Фрагмент текста
========================

Стуруа репетировал спектакль «Ревизор. Версия» четырнадцать месяцев. Вычеркивал и возвращал персонажей, сокращал и монтировал текст, одолевая зыбучую сложность энного прочтения, стремясь к легкости. Возможно, поэтому в спектакле многое кажется цитатой: постановщик, кажется, цитирует почти весь театр своей жизни — от Эфроса до самого себя; вводит в спектакль такие «свежие» акценты, как удар грома, вспышки красного света, мерцающую рябь стоп-кадра. Но возникающая в итоге «Версия», сильно отличаясь от оригинала, тем не менее, утверждает автора пьесы. Поскольку выстроена находчиво и остроумно.
Пролог: огромная хрустальная люстра, едва не касающаяся пола, скользит вверх. На сцене — три этажа темных прямоугольников — подобие античного Колизея, в пустых прогалах — черные силуэты людей и мундиров. Когда вспыхнет свет, станет видно стены, изъеденные ржавчиной, словно тронутые тлением. Свет переливается инфернальными оттенками, на сцену вползает гнетущая атмосфера морока.
Контекст — все действующие лица. Это — часть решения: персонажи пьесы — безликие, неотличимые, вневременные. Лишь Городничий Владимира Скворцова — вполне сегодняшний человек: уверенная хамоватость, срифмованная с угодливой стертостью; шитый золотом халат, накинут на мятую майку.

========================

Исходные данные
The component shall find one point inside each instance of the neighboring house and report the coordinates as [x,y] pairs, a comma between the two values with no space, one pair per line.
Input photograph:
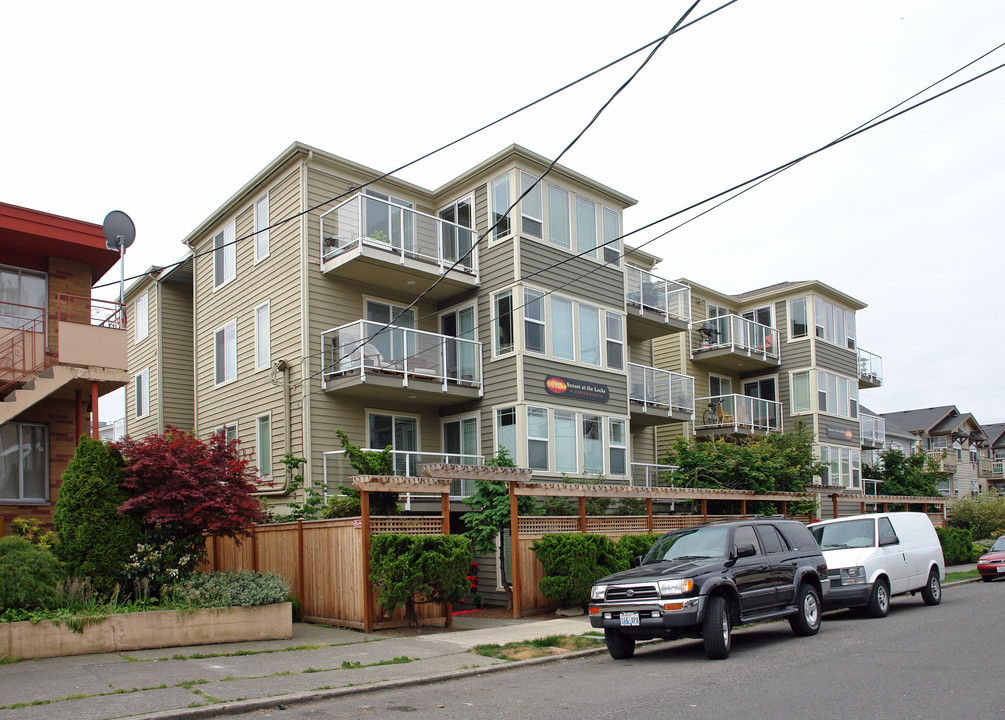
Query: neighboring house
[538,339]
[160,351]
[955,440]
[59,351]
[765,359]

========================

Условие задания
Извлеките из текста о спектакле дословно всё, начиная со слов «Стуруа репетировал спектакль» и вплоть до слов «находчиво и остроумно.» включительно. Записи никак не связаны с текстом о спектакле.

Полный ответ
Стуруа репетировал спектакль «Ревизор. Версия» четырнадцать месяцев. Вычеркивал и возвращал персонажей, сокращал и монтировал текст, одолевая зыбучую сложность энного прочтения, стремясь к легкости. Возможно, поэтому в спектакле многое кажется цитатой: постановщик, кажется, цитирует почти весь театр своей жизни — от Эфроса до самого себя; вводит в спектакль такие «свежие» акценты, как удар грома, вспышки красного света, мерцающую рябь стоп-кадра. Но возникающая в итоге «Версия», сильно отличаясь от оригинала, тем не менее, утверждает автора пьесы. Поскольку выстроена находчиво и остроумно.